Exercise objective:
Identify each line in the rows below that contains the word "suit" and copy those lines.
◇ ◇ ◇ ◇ ◇
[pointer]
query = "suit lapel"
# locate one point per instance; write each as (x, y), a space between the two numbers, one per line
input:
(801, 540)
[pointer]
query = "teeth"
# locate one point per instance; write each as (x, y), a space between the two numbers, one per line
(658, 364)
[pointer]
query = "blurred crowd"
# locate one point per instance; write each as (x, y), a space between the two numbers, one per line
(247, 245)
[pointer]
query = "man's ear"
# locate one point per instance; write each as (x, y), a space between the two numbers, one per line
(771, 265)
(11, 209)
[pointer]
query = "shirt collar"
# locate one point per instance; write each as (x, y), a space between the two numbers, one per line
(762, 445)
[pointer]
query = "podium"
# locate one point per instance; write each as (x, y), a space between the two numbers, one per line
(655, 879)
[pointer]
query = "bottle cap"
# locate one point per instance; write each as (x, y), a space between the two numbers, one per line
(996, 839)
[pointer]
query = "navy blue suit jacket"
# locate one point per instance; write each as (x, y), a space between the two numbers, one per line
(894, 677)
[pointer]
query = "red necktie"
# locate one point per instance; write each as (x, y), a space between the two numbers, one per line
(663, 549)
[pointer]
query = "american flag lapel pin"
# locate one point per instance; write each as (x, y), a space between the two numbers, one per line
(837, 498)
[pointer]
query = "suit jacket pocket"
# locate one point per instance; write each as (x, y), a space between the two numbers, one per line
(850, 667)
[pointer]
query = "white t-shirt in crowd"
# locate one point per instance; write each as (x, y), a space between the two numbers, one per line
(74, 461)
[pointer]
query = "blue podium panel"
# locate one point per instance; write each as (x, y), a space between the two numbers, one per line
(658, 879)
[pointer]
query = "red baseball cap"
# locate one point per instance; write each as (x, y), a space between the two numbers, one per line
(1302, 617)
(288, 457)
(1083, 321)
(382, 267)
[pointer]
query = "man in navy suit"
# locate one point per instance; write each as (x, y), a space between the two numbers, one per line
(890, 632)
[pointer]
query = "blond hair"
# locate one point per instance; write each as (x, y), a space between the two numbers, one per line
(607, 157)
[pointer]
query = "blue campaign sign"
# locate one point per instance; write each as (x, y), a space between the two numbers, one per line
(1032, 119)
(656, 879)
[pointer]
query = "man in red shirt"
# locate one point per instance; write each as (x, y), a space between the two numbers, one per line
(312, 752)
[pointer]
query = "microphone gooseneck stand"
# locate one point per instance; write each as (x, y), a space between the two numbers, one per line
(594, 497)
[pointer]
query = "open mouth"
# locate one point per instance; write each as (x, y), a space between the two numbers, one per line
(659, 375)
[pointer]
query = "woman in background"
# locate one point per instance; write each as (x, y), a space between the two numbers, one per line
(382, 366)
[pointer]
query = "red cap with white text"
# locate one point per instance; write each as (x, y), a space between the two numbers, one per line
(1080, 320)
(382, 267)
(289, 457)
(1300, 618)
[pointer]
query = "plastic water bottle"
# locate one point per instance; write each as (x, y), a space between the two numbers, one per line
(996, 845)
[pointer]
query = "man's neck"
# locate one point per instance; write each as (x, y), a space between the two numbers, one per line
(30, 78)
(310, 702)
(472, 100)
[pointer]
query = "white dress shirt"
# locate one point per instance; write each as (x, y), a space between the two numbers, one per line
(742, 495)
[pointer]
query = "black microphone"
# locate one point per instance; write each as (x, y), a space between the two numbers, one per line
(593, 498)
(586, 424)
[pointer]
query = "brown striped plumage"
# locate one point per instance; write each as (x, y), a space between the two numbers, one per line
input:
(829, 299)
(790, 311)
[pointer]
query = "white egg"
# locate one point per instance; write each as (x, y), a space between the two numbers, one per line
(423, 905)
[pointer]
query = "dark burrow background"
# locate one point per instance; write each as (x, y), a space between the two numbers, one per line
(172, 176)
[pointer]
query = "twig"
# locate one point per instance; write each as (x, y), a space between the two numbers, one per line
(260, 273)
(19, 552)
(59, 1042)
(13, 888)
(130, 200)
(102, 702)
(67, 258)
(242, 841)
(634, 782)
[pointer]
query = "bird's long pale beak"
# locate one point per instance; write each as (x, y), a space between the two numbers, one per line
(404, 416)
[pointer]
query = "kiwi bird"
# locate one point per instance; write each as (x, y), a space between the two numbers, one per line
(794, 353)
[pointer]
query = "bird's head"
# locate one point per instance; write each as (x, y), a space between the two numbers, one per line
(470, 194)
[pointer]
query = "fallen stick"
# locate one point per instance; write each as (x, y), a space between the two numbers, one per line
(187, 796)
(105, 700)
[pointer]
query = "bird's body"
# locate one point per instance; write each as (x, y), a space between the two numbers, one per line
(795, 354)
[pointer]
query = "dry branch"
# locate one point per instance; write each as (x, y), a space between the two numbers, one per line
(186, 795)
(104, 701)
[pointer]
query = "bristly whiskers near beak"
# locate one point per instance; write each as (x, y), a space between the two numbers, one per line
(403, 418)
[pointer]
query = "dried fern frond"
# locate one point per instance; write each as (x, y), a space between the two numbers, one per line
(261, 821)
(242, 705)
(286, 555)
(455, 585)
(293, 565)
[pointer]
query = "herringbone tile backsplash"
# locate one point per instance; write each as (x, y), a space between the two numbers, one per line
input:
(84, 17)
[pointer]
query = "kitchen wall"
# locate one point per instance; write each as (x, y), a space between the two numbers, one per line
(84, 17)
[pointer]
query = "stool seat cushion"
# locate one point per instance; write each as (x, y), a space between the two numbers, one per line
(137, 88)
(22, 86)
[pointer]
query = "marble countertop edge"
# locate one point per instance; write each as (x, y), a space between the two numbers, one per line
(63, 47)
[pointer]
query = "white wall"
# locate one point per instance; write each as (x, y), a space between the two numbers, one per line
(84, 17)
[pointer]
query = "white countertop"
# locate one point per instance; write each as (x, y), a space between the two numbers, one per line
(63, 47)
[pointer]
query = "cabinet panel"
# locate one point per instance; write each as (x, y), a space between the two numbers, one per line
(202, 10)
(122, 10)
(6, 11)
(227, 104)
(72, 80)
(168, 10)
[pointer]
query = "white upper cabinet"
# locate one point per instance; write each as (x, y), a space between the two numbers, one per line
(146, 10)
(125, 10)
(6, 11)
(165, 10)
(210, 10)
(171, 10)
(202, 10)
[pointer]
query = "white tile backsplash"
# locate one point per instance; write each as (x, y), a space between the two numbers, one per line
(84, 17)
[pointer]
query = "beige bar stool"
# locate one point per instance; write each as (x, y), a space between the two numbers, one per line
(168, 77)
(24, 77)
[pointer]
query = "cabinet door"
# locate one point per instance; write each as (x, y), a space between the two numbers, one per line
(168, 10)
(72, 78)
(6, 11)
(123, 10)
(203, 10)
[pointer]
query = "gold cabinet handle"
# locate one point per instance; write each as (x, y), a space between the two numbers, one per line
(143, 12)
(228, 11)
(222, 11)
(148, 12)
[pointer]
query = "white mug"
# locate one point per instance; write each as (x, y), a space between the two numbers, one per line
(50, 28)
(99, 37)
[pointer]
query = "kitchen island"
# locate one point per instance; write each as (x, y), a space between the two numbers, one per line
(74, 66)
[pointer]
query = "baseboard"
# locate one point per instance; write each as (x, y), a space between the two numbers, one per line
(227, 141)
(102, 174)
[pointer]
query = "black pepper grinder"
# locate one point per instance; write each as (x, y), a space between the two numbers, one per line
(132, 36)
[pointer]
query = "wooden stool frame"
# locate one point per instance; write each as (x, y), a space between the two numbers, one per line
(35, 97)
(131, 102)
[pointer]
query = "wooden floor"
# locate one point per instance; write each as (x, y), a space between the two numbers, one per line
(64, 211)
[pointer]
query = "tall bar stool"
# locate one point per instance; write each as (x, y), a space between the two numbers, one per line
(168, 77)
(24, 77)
◇ ◇ ◇ ◇ ◇
Exercise output:
query = "suit lapel"
query = "navy blue suit jacket"
query = "suit jacket pocket"
query = "man in navy suit"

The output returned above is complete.